- **YOUR TASK**
State how many lines in the listing below hold the string "Target"; nothing else is wanted.

- **EXERCISE DATA**
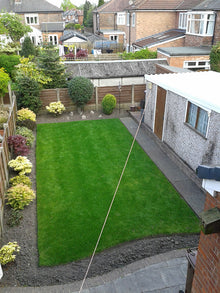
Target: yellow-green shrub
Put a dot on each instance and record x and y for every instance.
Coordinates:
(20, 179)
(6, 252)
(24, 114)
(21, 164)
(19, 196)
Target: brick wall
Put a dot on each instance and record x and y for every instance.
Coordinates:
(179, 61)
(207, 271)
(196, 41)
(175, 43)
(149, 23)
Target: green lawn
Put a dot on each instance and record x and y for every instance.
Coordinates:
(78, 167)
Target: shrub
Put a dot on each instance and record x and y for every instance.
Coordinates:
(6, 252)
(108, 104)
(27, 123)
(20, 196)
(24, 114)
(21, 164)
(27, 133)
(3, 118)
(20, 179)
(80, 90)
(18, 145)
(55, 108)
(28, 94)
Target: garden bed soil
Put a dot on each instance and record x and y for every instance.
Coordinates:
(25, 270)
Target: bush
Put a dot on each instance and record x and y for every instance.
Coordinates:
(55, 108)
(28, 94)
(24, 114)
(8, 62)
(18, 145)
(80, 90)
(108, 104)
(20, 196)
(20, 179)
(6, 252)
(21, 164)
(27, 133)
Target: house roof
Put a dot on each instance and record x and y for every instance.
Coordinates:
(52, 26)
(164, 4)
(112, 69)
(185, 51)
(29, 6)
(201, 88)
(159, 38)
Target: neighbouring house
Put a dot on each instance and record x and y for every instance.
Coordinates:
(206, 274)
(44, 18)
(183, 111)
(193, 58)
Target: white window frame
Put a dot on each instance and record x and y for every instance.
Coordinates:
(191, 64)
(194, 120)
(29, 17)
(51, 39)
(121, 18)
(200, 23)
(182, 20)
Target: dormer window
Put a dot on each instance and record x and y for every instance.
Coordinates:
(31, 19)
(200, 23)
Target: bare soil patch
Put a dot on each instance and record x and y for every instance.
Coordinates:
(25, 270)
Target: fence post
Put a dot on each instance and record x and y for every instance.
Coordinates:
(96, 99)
* * *
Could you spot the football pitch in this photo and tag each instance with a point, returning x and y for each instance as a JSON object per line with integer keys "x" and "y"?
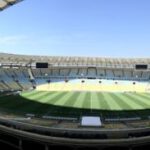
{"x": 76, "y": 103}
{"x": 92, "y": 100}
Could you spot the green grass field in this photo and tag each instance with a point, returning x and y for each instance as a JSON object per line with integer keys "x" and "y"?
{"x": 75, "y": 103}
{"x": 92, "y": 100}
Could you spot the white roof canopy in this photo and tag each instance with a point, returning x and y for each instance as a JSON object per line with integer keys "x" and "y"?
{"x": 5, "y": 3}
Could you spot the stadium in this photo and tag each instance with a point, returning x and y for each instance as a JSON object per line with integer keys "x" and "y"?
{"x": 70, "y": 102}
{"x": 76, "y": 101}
==
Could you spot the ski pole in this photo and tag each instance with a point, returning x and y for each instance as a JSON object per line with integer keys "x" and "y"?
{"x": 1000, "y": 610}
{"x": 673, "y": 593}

- **RESULT FOR THIS EXERCISE**
12